=== Section Start ===

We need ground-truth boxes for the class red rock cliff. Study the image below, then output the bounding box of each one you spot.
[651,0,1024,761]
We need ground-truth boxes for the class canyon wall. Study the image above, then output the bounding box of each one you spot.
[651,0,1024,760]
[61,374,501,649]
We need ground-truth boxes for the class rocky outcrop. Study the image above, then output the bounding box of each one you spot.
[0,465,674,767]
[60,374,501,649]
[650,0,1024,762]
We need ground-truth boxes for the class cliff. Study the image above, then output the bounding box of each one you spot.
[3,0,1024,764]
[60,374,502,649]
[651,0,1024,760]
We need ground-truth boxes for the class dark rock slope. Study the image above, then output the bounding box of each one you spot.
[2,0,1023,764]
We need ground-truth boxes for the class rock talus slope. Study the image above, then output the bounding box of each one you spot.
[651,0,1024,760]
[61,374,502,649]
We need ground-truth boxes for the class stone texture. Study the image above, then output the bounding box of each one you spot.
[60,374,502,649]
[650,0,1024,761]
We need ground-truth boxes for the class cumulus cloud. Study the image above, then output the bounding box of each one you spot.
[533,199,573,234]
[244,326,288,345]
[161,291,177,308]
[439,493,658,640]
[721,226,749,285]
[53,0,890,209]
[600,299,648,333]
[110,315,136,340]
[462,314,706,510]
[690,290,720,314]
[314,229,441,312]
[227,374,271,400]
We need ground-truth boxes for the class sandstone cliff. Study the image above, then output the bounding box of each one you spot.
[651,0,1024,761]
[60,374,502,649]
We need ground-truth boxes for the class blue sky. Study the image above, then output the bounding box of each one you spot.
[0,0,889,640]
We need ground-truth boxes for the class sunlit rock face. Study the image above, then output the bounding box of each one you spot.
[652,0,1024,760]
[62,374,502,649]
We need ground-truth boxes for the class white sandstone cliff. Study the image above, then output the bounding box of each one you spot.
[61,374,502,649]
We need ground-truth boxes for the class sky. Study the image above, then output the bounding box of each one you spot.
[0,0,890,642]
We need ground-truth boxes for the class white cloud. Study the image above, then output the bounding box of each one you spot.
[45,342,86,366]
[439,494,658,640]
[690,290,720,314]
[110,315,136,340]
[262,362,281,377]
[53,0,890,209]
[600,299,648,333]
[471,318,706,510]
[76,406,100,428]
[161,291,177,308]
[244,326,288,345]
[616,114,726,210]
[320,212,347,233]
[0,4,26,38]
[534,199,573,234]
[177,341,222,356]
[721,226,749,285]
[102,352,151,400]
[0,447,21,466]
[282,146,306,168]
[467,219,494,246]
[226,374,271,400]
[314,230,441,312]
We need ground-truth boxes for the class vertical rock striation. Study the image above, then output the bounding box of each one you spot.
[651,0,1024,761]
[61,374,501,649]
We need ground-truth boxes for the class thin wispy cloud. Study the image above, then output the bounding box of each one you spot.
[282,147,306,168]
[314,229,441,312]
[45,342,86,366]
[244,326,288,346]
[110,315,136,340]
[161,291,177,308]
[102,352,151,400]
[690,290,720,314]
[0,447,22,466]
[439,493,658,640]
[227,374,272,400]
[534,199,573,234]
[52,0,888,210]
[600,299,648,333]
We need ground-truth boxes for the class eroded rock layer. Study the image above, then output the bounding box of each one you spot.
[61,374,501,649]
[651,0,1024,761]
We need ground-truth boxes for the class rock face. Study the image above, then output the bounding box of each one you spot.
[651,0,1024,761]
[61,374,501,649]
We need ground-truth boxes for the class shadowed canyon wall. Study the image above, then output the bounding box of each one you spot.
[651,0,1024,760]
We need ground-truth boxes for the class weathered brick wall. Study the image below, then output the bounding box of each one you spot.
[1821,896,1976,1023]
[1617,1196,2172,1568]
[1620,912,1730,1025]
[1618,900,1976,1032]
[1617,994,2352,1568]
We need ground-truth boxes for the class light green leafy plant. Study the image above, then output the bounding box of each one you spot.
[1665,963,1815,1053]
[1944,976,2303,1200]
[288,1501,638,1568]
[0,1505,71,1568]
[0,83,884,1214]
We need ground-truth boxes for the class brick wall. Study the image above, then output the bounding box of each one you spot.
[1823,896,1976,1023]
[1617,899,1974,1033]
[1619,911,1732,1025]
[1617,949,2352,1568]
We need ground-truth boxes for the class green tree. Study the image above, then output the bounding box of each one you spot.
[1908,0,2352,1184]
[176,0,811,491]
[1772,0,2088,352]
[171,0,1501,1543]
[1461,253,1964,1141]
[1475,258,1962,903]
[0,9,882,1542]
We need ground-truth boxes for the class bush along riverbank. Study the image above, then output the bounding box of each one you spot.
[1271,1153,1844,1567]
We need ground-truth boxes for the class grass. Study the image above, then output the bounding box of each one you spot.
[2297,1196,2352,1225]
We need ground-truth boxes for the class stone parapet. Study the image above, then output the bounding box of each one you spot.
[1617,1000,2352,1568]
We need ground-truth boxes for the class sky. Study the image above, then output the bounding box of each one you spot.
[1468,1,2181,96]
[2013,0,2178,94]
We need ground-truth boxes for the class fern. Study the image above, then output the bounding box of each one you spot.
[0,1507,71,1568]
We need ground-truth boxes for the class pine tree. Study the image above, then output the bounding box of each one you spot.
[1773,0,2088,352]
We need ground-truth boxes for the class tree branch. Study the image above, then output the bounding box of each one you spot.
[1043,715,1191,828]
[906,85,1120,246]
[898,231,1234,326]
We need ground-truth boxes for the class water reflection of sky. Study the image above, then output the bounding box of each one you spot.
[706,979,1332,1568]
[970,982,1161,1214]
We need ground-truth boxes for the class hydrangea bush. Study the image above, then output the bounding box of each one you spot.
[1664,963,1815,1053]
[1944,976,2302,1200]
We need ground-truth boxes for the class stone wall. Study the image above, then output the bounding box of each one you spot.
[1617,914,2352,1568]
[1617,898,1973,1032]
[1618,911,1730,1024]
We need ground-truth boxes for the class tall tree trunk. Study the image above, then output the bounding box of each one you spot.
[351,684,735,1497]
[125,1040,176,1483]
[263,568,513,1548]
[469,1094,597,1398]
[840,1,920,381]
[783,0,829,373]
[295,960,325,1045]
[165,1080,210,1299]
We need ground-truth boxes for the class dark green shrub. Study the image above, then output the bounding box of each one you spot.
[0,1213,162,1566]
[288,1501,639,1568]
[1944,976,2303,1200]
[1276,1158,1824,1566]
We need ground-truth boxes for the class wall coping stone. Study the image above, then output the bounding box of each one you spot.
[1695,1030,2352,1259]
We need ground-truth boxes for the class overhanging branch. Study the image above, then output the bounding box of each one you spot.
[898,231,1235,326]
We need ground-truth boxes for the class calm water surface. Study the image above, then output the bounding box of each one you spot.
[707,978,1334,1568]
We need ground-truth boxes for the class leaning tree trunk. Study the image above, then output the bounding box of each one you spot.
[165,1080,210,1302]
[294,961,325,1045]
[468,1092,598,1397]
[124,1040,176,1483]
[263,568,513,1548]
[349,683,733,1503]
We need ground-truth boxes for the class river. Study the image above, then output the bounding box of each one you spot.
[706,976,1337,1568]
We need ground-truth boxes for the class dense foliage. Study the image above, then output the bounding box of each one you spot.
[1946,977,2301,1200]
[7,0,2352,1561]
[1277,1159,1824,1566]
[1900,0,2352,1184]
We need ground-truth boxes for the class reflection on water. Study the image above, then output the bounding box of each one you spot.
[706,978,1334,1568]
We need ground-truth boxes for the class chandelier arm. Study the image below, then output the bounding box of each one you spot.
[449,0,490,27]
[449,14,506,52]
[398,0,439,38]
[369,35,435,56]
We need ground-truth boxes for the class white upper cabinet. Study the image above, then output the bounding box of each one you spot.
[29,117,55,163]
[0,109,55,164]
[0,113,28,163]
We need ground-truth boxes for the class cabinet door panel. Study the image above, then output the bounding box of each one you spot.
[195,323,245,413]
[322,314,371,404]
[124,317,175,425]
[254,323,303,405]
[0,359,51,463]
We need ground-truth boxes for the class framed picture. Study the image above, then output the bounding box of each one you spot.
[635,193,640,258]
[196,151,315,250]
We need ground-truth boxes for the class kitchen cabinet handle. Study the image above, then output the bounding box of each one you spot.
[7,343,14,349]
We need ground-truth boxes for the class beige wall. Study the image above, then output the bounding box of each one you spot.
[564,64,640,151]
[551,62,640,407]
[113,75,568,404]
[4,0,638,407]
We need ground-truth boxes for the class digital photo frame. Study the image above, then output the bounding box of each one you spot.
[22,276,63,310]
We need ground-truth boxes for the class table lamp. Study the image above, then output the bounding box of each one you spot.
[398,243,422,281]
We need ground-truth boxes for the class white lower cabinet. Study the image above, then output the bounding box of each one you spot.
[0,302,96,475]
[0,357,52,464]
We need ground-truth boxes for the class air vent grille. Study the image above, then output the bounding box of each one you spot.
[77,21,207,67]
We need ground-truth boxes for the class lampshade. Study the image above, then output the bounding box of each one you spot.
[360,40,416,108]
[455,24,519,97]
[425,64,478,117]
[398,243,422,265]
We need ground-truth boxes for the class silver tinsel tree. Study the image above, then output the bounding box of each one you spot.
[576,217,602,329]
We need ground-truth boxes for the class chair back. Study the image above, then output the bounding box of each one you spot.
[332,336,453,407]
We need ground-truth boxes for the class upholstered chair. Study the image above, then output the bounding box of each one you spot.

=== Section End ===

▶ _What you have to do_
Repeat, exactly, every line from the one containing "We need ground-truth boxes for the class white lower" through the final line of the listing above, adding nothing.

▶ _Response to this task_
We need ground-truth boxes for the class white lower cabinet. Study the image above, then output the bounding box of each one you spot.
[0,302,96,475]
[0,357,52,464]
We need ground-truth boxes for the class air vent grille. Study the image above, then output the bounding box of each one you spot.
[77,21,207,67]
We need ground-truth boxes for the class lampshade. Study the image above, then output the bounding box of each one you spot.
[360,40,416,108]
[455,24,519,97]
[425,64,478,117]
[398,243,422,265]
We need ground-truth boxes for the class silver tinsel tree. Study the image above, then output the bounding box of each one you spot.
[576,217,602,329]
We need ground-truth boxes for the class chair back. Study the image above, then output the bounding box of each one you spot.
[332,336,453,407]
We need ground-truth boxes for the class upholstered chair. Study the image above, then output the bounding box of each one you spot.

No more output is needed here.